WHAT NEEDS TO BE DONE. Transcribe every entry exactly, leaving out any pictures.

[Start of Attachment]

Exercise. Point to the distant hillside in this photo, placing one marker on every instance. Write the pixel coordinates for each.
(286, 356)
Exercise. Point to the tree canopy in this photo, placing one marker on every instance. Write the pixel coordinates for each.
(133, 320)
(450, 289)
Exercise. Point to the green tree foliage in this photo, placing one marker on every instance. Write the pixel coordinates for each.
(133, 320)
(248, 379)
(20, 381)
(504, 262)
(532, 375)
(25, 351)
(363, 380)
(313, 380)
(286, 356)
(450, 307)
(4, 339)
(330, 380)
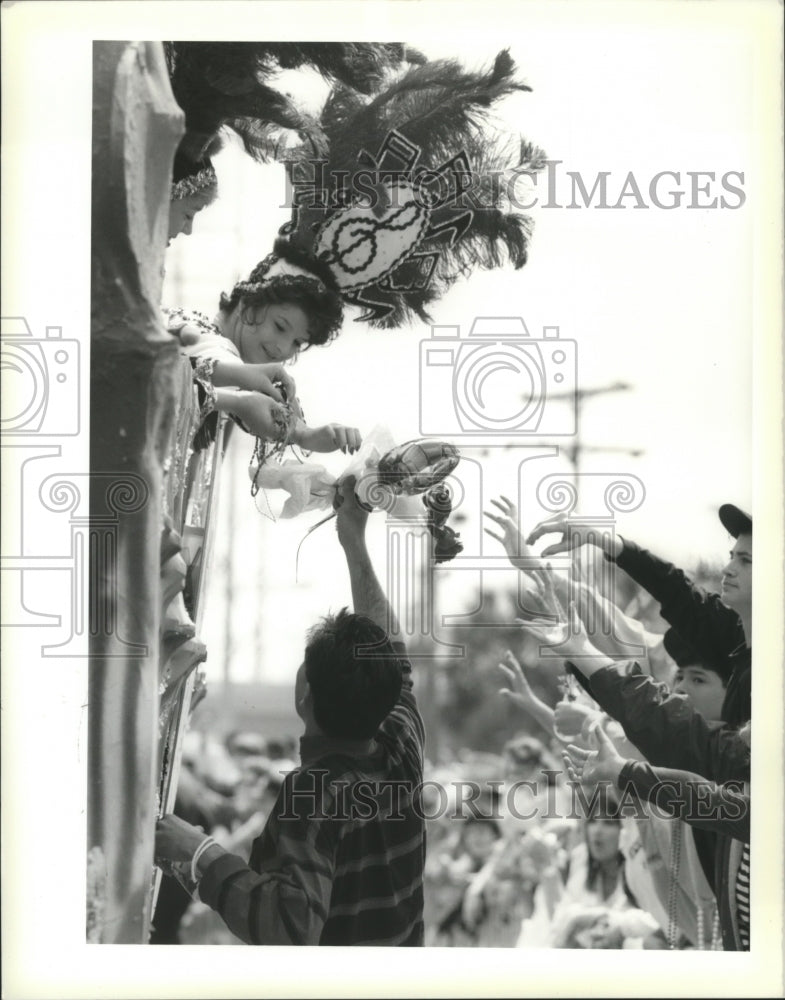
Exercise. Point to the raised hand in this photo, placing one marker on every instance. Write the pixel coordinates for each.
(351, 516)
(261, 378)
(330, 437)
(176, 840)
(510, 534)
(263, 417)
(519, 692)
(572, 536)
(569, 718)
(567, 632)
(602, 764)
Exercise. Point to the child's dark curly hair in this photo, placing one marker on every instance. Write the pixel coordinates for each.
(317, 296)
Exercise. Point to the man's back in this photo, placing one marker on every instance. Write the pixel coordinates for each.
(341, 857)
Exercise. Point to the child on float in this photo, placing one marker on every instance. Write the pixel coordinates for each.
(239, 357)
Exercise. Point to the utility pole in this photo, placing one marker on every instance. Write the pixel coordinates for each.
(575, 451)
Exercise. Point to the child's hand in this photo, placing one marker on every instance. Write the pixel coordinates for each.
(263, 417)
(331, 437)
(257, 378)
(602, 764)
(260, 378)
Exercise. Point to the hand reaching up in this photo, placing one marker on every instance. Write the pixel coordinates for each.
(572, 536)
(590, 766)
(519, 692)
(330, 437)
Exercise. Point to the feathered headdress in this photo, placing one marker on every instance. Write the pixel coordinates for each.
(230, 85)
(415, 191)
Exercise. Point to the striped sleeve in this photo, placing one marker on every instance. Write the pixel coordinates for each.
(284, 898)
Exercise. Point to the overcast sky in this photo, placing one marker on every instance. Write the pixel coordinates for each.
(657, 298)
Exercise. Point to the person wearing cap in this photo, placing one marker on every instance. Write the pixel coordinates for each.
(717, 626)
(672, 734)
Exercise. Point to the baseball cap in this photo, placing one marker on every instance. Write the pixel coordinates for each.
(735, 521)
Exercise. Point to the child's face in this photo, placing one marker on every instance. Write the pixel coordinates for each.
(737, 576)
(183, 210)
(703, 689)
(268, 334)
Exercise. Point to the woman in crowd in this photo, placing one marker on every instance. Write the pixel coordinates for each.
(594, 878)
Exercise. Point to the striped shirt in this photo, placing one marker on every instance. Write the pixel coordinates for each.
(340, 860)
(743, 898)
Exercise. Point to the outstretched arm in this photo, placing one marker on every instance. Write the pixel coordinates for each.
(368, 597)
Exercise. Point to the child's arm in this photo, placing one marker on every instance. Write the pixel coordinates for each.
(255, 378)
(330, 437)
(258, 414)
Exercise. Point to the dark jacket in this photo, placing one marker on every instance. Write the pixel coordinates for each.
(671, 734)
(714, 630)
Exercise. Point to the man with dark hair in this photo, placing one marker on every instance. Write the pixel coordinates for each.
(718, 627)
(340, 860)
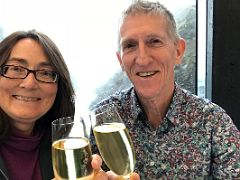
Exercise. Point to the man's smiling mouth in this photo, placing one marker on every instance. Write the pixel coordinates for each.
(27, 99)
(146, 74)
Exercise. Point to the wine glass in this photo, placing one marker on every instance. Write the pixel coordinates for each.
(113, 140)
(71, 152)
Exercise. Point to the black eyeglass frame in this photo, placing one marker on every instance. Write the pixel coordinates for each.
(2, 71)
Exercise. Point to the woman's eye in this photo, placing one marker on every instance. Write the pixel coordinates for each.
(128, 46)
(17, 69)
(154, 41)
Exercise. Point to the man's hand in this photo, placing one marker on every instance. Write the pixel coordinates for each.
(113, 176)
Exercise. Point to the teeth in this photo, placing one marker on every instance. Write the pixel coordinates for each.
(28, 99)
(144, 74)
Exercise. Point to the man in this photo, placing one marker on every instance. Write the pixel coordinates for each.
(176, 135)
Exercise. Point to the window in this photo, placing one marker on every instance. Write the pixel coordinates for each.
(86, 34)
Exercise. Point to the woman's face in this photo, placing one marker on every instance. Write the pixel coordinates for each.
(26, 100)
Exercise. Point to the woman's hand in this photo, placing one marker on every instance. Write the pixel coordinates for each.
(99, 174)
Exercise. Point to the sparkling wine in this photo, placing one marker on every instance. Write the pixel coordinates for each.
(115, 147)
(72, 159)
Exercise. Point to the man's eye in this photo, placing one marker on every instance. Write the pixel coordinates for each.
(129, 46)
(154, 42)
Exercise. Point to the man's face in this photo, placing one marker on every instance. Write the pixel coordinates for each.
(149, 54)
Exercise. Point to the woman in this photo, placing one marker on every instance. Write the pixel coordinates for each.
(35, 89)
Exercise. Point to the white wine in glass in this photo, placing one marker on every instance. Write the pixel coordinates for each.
(113, 140)
(71, 152)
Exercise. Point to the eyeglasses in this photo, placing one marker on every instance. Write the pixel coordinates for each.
(19, 72)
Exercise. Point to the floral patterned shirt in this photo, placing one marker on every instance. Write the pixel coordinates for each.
(196, 139)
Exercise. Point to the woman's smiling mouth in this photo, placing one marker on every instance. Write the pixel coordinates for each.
(27, 99)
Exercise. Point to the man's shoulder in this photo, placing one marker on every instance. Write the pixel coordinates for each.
(196, 102)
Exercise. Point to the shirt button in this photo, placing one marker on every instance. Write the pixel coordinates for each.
(152, 163)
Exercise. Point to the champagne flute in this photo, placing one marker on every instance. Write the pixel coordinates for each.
(71, 152)
(113, 140)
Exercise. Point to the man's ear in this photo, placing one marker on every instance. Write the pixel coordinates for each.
(181, 46)
(120, 59)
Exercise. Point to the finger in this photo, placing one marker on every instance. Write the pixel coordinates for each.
(100, 175)
(96, 162)
(112, 176)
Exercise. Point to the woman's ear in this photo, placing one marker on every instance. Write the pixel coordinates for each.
(181, 46)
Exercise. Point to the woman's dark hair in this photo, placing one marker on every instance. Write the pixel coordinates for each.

[End of Attachment]

RESULT FOR THIS EXERCISE.
Exercise. Point to the distant hillside in this photo, placing one marker on every instance. Write the pixel coordinates for each.
(286, 356)
Exercise. Point to the tree canopy in this photo, placing one marker on every instance. Write the pixel coordinates for each.
(133, 320)
(450, 289)
Exercise. Point to the green tree foliage in this photo, placing one marker on every instance. Write the pixel coordinates for each.
(133, 320)
(248, 379)
(20, 381)
(504, 262)
(532, 375)
(25, 351)
(363, 380)
(313, 380)
(286, 356)
(450, 307)
(4, 339)
(330, 380)
Exercise. Point to the raised hand in this photo, placing one marker on every instance. Write the pixel coordinates for each.
(351, 516)
(261, 378)
(330, 437)
(176, 840)
(510, 534)
(263, 417)
(519, 692)
(572, 536)
(569, 718)
(567, 632)
(602, 764)
Exercise. Point to the child's dark curly hair in this photo, placing one marker on every instance. Write the pixel coordinates for each.
(317, 296)
Exercise. Point to the man's back in this photo, placing one marker on every instance. Write the pixel coordinates for each.
(341, 857)
Exercise. Point to the child on float in this photo, placing one marker on every instance. Write the pixel coordinates for each.
(239, 357)
Exercise. Point to the utility pole in this photo, placing one marker on every instance. Write the pixel coordinates for each.
(575, 451)
Exercise. Point to the child's hand in this photo, placing one marker on every instance. Write the pixel coordinates for each.
(263, 417)
(331, 437)
(257, 378)
(602, 764)
(260, 378)
Exercise. Point to the hand reaching up in this photo, placing one marker on every instance. Write the pixel coordinates for each.
(572, 536)
(590, 766)
(519, 692)
(330, 437)
Exercise. Point to the feathered headdress in this photo, placing one marker on every instance. Write the pixel coordinates for each.
(230, 85)
(415, 191)
Exercise. Point to the striped sleeve in this photo, placing one marker on every instance. Write the pixel coordinates for each.
(284, 898)
Exercise. Point to the overcast sky in this photo, placing one marker on every instance. Write the pixel coordinates for each.
(657, 298)
Exercise. Point to the person wearing cap in this photo, placing one marker on every instance. Write the pixel coordinates for each.
(717, 626)
(672, 734)
Exercise. Point to the baseball cap in this photo, placing one marker on every instance. Write the pixel coordinates for each.
(735, 521)
Exercise. Point to the child's face in this photo, placing one marker on every instance. Write the pixel coordinates for each.
(737, 576)
(183, 210)
(703, 689)
(268, 334)
Exercise. Point to the woman in crowd in this photo, placing one marker on every instance. Write the pixel coordinates for each.
(594, 878)
Exercise. Point to the striped shirt in this photo, placing one marker on every instance. Write the pixel coordinates for each.
(340, 860)
(743, 898)
Exercise. Point to the outstretched arm in this photo, placing one marker on every instance. Write the pixel coordinates for each.
(368, 597)
Exercise. Point to the child's arm in this photo, placing one marker on every instance. Write the pixel coordinates for each.
(255, 378)
(330, 437)
(258, 414)
Exercise. Point to the dark jacket in this photo, placing one marker on every instance. Write the pixel coordinates for each.
(671, 734)
(714, 630)
Exercise. Point to the man with dark hair in this photo, placing one marker on every instance. Write the pixel coordinates for each.
(718, 627)
(340, 860)
Exercise. Point to the man's smiling mouth in this photo, placing one marker on every instance. Write the pixel coordinates for each.
(27, 99)
(146, 74)
Exercise. Point to the wine glass in this photo, placing one marker on every instance. Write the pixel coordinates for each.
(113, 140)
(71, 152)
Exercise. Point to the black eyeglass frame in this photo, placing one marker on every instance. Write the pixel coordinates for each.
(2, 71)
Exercise. Point to the woman's eye in this photo, placing one marker on every instance. Write the pixel coordinates for each.
(128, 46)
(17, 69)
(154, 41)
Exercise. Point to the man's hand in this photo, placing one marker on every instance. Write the pixel coordinates for each.
(113, 176)
Exercise. Point to the teeth in this photo, placing one marker on every instance. Write the pixel coordinates for each.
(28, 99)
(144, 74)
Exercise. Point to the man in this photo, placing one marker on every instance. Write the pixel coordinates for each.
(176, 135)
Exercise. Point to the window in this photo, placing one marker on every instance. Write the pixel coordinates for each.
(86, 34)
Exercise. Point to the woman's face in this photo, placing one marker on every instance. Write the pixel coordinates for each.
(26, 100)
Exercise. Point to the woman's hand in this photo, placing one marker on every instance. Write the pixel coordinates for each.
(99, 174)
Exercise. Point to the sparkling wine in this photo, placing one marker on every instance. Write the pixel coordinates for each.
(115, 147)
(72, 159)
Exercise. Point to the man's eye in this photo, placing one marker on every instance. Write the pixel coordinates for each.
(129, 46)
(154, 42)
Exercise. Point to the man's face in this photo, placing one marker on every instance. Write the pixel coordinates for each.
(149, 54)
Exercise. Point to the woman in this photo, placing one marker on every instance. Write the pixel coordinates for each.
(35, 89)
Exercise. Point to the white wine in glass in this photo, placing one marker on every instance. Write the pixel coordinates for each.
(113, 140)
(71, 152)
Exercise. Point to the eyeglasses in this photo, placing one marker on every instance. Write the pixel coordinates for each.
(19, 72)
Exercise. Point to the floral patterned shirt in this photo, placing one marker on every instance. Write the pixel coordinates for each.
(196, 139)
Exercise. Point to the woman's smiling mouth in this photo, placing one marker on every instance. Write the pixel coordinates for each.
(27, 99)
Exercise. Point to the man's shoulder in this photo, placing one marker on every instance. Write the pixel coordinates for each.
(196, 102)
Exercise. Point to the shirt button in this photo, placing one marker on every instance. Write the pixel coordinates for each.
(152, 163)
Exercise. Point to the champagne flute in this photo, placing one marker on every instance. Write the pixel coordinates for each.
(71, 152)
(113, 140)
Exercise. Point to the man's ear in this photo, placing one marker on every instance. Write the pixel coordinates for each.
(181, 46)
(120, 59)
Exercise. Point to the finger in this photo, placing one marker on every instance. Write the pixel coordinates for each.
(100, 175)
(96, 162)
(112, 176)
Exercise. Point to the woman's ear in this photo, placing one marker on every instance. Write the pixel coordinates for each.
(181, 46)
Exercise. Point to the woman's dark hair in this photo, placing one marker on every instance. Write the pixel coordinates for each.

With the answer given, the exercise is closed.